▶ **AIM**
In the post about Unicode and space in programming, how many bytes per character does SCSU compress most CJK text to?

▶ **DOCUMENT EXCERPT**
Re: Unicode & space in programming & l10n

From: Doug Ewell (
Date: Sun Sep 17 2006 - 17:52:45 CDT

  • Next message: Mark Davis: "Re: Unicode & space in programming & l10n"

    This sounds remarkably like the study by Steven Atkin and Ryan
    Stansifer, quoted in UTN #14, which attempted to prove 8-bit legacy
    encodings -- optimized for a single language or family of languages --
    are superior to Unicode because they encode those languages in fewer
    bytes than Unicode, and because a particular compression scheme
    (Burrows-Wheeler) compresses all encodings roughly equally.

    Better support for SCSU over the past 8 years or so, from Unicode and
    from industry, might have been able to put these complaints to rest.
    SCSU compresses most non-CJK text to 1 byte per character, and most CJK
    text to 2 bytes per character, the same as legacy charsets. Because
    SCSU was relegated to the realm of "a higher-level protocol" and Unicode
    continued to be represented
    until 2001 as primarily a 16-bit encoding, industry support for this
    very useful encoding scheme never got off the ground.

    I would add that the heading "English bias" perpetuates a common and
    destructive myth. 8-bit legacy encodings exist that support dozens of
    languages besides English. To the extent that C and database
    development tools exhibit a "bias" (which the passage does not prove),
    it is a bias in favor of 8-bit legacy encodings and not the English

    Doug Ewell
    Fullerton, California, USA
    RFC 4645  *  UTN #14
    ----- Original Message ----- 
    From: Don Osborn
    Sent: Sunday, September 17, 2006 10:40
    Subject: Unicode & space in programming & l10n
    A study published last year* mentioned the impact of Unicode’s space 
    requirements in aspects of programming and localization. How big an 
    issue is the “size” requirement of Unicode for programmers these days, 
    in terms of its wider potential use? (Some short excerpts are appended 
    after the citation).  DZO
    Paolillo, John. 2005. “Language Diversity on the Internet.” In 
    Paolillo, John, Daniel Pimienta, Daniel Prado, et al, eds. Measuring 
    linguistic diversity on the Internet. A collection of papers. Montreal: 
    UNESCO. (CI.2005/WS/06)

▶ **Point annotation dataset records**

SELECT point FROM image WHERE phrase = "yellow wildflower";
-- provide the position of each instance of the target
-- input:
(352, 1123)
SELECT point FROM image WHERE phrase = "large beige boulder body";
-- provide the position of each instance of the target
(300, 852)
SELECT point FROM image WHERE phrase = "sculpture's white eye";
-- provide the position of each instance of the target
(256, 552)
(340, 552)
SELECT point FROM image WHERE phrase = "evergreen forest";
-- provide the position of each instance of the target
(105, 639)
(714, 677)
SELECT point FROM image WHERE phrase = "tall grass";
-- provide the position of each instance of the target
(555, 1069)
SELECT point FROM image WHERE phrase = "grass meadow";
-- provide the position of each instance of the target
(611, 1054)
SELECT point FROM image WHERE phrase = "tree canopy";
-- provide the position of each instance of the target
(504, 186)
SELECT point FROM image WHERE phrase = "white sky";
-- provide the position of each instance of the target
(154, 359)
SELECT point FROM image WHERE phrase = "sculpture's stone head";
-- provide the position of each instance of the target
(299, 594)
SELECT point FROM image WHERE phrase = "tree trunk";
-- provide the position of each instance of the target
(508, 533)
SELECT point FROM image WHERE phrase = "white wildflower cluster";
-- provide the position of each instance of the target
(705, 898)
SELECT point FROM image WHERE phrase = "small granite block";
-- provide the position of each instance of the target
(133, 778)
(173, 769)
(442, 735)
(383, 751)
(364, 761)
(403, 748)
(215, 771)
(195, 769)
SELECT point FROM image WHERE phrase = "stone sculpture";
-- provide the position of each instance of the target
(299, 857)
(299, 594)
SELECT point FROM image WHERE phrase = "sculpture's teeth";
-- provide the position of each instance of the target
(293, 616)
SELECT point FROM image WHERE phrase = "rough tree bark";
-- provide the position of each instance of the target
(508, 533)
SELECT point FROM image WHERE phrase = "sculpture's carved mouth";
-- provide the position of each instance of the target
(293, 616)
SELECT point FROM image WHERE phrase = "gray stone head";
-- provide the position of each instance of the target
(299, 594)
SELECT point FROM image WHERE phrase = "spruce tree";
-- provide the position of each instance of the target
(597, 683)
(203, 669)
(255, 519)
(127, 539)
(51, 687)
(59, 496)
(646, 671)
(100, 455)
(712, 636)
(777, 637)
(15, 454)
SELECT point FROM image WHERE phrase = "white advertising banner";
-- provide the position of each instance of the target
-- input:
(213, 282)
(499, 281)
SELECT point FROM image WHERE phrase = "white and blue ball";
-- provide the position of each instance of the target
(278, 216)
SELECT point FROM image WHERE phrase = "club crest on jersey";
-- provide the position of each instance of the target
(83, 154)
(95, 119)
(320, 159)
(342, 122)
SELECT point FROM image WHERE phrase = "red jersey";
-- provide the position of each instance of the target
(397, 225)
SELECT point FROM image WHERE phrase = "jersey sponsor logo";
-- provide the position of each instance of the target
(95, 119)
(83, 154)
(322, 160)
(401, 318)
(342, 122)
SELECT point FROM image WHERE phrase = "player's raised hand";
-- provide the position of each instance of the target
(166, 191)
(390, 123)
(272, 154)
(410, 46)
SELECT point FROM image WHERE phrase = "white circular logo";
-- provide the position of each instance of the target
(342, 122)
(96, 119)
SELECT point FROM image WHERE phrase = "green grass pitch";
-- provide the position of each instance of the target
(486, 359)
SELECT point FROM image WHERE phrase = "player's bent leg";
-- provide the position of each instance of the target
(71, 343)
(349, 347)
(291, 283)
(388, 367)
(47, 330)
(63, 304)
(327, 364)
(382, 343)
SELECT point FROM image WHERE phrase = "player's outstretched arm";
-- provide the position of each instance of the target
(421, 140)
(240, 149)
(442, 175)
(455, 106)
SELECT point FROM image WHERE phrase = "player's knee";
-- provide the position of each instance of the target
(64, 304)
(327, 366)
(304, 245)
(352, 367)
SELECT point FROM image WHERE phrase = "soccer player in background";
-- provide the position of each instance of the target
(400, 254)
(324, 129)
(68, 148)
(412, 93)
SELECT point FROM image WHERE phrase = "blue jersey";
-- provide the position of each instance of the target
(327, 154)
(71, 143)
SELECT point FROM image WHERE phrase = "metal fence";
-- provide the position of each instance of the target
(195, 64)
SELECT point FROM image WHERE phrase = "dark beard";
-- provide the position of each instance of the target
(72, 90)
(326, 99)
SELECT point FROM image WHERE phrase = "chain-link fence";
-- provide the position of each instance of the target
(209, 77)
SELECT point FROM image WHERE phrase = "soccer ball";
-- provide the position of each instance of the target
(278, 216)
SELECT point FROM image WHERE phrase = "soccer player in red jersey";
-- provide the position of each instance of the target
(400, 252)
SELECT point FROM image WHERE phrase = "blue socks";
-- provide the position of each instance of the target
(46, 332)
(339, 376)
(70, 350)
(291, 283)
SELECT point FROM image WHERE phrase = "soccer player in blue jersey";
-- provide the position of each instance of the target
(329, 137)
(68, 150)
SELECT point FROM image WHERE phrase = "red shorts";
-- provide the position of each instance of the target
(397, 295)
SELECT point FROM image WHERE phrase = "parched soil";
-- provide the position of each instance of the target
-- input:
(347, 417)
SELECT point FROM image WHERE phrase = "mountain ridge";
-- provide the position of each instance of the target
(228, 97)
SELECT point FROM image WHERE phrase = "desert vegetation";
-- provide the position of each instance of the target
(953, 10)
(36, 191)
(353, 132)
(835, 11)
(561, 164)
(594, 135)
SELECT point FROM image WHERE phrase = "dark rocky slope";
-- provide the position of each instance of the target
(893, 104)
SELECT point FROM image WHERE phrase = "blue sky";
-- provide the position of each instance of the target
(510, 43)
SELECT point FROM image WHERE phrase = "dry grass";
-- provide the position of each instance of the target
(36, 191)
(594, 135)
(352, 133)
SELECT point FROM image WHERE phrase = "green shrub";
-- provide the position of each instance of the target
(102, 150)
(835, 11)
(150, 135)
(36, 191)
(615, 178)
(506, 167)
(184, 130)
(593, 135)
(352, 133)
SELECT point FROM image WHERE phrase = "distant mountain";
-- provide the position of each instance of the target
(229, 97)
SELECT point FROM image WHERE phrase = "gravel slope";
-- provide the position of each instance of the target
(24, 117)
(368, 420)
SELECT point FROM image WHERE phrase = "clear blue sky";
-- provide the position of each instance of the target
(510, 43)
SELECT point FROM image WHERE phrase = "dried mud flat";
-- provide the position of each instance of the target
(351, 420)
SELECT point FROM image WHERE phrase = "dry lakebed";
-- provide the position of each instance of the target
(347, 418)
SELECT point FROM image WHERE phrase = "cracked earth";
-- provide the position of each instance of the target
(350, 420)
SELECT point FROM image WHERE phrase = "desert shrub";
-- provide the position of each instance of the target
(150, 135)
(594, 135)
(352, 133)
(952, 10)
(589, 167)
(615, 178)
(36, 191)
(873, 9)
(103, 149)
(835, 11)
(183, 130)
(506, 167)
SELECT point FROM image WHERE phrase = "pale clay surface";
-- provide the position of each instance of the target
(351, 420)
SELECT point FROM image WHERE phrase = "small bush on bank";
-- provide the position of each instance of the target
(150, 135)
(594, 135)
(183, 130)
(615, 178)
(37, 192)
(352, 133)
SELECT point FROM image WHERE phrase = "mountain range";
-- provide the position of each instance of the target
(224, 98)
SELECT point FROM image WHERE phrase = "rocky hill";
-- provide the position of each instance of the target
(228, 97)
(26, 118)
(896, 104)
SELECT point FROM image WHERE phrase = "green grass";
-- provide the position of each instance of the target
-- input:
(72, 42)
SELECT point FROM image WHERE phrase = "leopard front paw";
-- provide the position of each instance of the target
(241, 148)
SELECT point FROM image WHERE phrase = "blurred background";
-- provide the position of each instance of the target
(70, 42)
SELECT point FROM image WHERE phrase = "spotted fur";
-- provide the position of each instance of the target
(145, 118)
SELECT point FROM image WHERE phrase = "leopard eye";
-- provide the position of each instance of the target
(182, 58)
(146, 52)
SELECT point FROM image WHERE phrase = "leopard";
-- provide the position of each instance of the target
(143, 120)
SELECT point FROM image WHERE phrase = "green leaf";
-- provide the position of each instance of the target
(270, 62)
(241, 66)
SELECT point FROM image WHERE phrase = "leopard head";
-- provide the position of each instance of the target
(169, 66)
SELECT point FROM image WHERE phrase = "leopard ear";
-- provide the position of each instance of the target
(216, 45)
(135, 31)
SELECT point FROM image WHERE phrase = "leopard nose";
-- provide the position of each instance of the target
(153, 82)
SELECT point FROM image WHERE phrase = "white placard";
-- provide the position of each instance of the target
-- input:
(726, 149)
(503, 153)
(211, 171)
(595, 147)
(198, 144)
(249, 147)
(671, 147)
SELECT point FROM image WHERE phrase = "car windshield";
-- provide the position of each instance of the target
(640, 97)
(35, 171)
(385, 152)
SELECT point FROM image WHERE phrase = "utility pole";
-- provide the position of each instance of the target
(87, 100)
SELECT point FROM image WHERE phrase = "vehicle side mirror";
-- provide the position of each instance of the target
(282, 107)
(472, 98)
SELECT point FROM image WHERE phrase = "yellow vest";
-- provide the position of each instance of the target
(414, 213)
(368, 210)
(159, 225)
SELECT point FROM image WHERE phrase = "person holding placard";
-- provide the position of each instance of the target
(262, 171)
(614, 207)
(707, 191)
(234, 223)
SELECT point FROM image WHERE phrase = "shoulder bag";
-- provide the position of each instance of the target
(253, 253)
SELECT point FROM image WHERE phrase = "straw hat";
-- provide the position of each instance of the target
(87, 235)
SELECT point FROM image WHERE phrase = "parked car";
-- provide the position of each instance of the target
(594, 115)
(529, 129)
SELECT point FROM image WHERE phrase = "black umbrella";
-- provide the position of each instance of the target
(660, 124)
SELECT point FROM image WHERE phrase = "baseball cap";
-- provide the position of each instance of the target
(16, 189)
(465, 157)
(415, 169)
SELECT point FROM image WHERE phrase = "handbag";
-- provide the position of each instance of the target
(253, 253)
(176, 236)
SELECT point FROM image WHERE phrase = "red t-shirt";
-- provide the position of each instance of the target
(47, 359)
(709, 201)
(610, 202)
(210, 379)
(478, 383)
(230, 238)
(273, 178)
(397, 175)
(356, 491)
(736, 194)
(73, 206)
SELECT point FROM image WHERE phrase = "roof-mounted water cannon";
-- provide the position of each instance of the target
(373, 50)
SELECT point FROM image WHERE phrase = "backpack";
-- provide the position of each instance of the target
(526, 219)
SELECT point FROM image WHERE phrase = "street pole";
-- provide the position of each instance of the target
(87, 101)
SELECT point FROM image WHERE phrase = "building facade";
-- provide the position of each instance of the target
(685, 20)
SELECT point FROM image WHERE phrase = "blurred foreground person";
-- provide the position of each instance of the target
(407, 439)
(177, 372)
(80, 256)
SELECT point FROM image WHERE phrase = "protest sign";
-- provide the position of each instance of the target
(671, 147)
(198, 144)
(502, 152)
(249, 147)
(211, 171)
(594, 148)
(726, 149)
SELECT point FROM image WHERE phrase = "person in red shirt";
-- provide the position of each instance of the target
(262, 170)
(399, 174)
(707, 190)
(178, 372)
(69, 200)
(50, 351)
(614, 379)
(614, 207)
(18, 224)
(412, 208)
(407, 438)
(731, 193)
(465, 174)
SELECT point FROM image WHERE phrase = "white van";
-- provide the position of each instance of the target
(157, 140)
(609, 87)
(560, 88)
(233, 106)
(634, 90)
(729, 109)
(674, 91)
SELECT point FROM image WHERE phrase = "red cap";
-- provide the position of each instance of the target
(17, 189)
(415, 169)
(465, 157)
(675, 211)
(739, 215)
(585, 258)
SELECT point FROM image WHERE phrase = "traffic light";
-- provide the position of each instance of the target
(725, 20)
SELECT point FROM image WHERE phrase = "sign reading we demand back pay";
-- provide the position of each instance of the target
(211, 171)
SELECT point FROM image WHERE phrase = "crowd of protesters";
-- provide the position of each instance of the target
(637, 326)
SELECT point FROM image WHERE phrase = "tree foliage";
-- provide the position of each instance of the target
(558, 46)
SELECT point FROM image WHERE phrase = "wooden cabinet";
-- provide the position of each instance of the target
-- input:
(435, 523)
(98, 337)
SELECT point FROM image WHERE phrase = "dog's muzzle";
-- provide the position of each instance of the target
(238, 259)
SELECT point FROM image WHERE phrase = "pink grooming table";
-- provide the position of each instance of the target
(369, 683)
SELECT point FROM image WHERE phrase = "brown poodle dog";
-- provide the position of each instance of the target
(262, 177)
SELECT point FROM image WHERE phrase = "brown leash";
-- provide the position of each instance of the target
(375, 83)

▶ **WORKED ANSWER**
Most CJK text is compressed to 2 bytes per character.